▶ **EXERCISES TO COMPLETE**
A. In the article below on creating custom data publishers for BAM and CEP, condense the paragraph that begins "Data is a critical part of SOA environment" into a short bulleted list that keeps its main facts.
B. Write the next part of the article on creating custom data publishers for BAM and CEP, picking up after its final sentence.
>> START GIVEN TEXT
2012/07/24
24 Jul, 2012

Creating Custom Data Publishers to BAM/CEP

  • Sriskandarajah Suhothayan
  • Director - WSO2

Applies To

WSO2 BAM 2.0.0 and above
WSO2 CEP 2.0.0 and above

Introduction

Data is a critical part of SOA environment, aggregating data for data analysis, and streaming data for event processing are two most important areas of data processing. In WSO2 platform Business Activity Monitoring (BAM) is used as the Data aggregation point which aggregates data, analyze them and presents them in a user friendly manner, and at the same time Complex Event Processing (CEP) is used for event processing that can be used to identify and notify occurrences of meaningful event patterns in real time. For both scenarios, in most cases, we collect huge amount of data from various data collection points such as ESB, Application servers, and Custom Data Publishers, etc and pump them to servers such as CEP and BAM. Here we use Data Bridge to facilitate this data transfer in a effective and a efficient manner.
>> END GIVEN TEXT
>> START DATASET ROWS
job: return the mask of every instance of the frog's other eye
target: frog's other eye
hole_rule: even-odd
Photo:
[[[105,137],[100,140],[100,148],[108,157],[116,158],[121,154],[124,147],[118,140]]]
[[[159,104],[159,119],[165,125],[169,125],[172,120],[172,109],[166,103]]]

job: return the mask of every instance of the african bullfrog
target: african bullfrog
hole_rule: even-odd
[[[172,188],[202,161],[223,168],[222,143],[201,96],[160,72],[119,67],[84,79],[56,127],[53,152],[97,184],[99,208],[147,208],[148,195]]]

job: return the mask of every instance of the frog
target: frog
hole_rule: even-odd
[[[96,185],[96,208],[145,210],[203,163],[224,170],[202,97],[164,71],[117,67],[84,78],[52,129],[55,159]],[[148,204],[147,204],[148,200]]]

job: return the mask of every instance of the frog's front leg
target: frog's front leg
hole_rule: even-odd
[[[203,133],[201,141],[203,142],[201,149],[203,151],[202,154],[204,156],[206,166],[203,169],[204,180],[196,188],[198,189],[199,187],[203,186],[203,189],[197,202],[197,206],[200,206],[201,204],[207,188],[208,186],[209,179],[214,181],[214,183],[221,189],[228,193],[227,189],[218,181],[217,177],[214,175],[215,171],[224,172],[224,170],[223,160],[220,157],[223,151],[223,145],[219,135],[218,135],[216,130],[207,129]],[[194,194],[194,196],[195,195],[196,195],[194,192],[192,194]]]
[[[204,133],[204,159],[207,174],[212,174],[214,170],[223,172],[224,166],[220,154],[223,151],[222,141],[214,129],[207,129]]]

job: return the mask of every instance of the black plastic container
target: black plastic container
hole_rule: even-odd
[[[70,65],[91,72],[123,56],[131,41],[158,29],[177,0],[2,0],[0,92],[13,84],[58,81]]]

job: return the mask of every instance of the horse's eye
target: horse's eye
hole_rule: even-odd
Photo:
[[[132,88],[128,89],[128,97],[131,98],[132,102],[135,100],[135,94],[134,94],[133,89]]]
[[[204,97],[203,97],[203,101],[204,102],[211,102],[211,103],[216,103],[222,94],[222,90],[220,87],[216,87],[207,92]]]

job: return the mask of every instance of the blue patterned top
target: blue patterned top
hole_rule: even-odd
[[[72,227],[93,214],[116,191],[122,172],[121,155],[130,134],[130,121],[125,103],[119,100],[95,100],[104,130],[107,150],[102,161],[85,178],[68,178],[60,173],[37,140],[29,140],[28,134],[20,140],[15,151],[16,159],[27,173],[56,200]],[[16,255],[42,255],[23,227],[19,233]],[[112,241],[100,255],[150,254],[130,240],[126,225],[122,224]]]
>> END DATASET ROWS
>> START DATASET ROWS
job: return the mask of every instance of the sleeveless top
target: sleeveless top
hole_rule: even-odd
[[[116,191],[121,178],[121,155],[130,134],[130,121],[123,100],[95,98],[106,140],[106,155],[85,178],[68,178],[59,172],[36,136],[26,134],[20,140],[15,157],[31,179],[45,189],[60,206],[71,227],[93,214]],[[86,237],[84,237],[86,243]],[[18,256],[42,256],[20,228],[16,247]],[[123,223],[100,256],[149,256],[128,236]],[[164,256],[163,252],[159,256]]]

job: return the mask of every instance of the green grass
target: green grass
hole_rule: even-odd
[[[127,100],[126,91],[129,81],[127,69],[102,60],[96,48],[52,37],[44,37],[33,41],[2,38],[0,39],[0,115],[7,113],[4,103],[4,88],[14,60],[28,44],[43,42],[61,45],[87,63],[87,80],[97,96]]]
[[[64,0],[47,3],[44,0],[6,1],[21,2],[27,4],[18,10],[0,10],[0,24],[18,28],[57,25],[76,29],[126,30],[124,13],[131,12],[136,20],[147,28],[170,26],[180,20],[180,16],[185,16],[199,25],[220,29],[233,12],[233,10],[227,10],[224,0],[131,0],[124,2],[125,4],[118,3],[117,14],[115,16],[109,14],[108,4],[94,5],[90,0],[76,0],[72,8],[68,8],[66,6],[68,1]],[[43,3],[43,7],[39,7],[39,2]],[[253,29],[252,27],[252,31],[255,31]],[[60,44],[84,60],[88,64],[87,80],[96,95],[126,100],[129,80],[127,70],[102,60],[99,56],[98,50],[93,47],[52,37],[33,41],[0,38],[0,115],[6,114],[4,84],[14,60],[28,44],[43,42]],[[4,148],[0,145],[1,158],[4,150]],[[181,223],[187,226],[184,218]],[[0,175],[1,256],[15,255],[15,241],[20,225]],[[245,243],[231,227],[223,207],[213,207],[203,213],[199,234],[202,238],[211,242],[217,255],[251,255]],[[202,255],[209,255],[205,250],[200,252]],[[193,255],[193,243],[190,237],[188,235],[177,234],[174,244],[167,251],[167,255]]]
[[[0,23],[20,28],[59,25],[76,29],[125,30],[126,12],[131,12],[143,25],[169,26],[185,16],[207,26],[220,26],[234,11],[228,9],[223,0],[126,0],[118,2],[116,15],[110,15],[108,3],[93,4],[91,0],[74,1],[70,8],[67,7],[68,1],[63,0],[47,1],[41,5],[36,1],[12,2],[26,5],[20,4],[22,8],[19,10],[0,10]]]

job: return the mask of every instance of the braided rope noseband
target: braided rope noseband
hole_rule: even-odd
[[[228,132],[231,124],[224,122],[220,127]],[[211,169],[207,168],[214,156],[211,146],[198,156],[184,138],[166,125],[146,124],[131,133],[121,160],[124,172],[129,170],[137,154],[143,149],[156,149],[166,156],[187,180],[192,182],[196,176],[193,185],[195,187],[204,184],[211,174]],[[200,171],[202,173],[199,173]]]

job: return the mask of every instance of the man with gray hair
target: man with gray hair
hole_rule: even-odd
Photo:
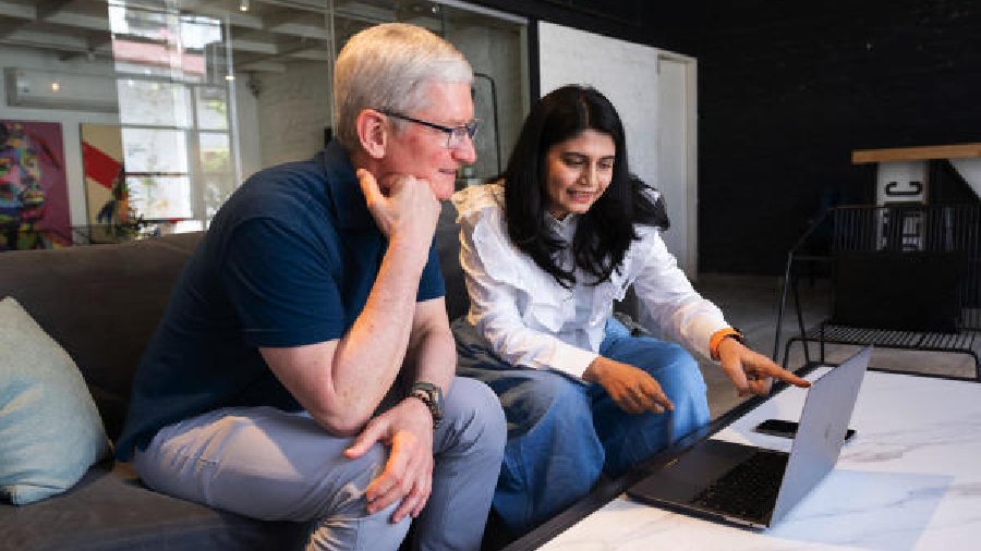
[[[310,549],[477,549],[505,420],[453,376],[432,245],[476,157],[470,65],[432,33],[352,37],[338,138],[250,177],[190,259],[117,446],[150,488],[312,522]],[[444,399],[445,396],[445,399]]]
>> END DATASET ROWS
▶ **WRITTEN RESPONSES**
A.
- Data is central to an SOA environment. Its two most important processing areas are aggregating data for analysis and streaming data for event processing.
- In the WSO2 platform, Business Activity Monitoring (BAM) aggregates data, analyzes it, and presents it in a user-friendly way.
- Complex Event Processing (CEP) handles event processing. It identifies and notifies occurrences of meaningful event patterns in real time.
- In both cases, large amounts of data are usually collected from points such as the ESB, application servers, and custom data publishers, and sent to servers such as CEP and BAM.
- Data Bridge carries out this data transfer effectively and efficiently.

B.
In this article I’ll explain the Data Bridge Thrift Agent component architecture, how it behaves and how we can create an Custom Data Publisher and publish data to the back end Data Receiver of the Data Bridge which will indeed dispatch data to its subscribers such as CEP and BAM

Contents

Component Architecture

Agnet Client Component Architecture

Here the clients send events via the Data publishers and all those Data publishers will use the same Agent which will indeed govern data publishing.

Agent - Only one Agent should be used per JVM and it will be shared among all the Data publishers. When tuning for performance we need to alter the Agent configuration to optimize memory usage and throughput.

DataPublisher - There will be one data publisher per receiver configuration which will be unique for the data receiver endpoint and the username that is used to publish data.

EventPublisher - The Event publisher will convert the events to thrift or other appropriate data format, aggregate the converted events and send events to the Data Receiver of the Data Bridge as Event bundles in an asynchronous manner.

EventQueue - Event Queue is used as a buffer to aggregate events that need to be sent to an endpoint.

Threadpool - The thread pool of the Agent will be used by all the data publishers to send events to the data receivers.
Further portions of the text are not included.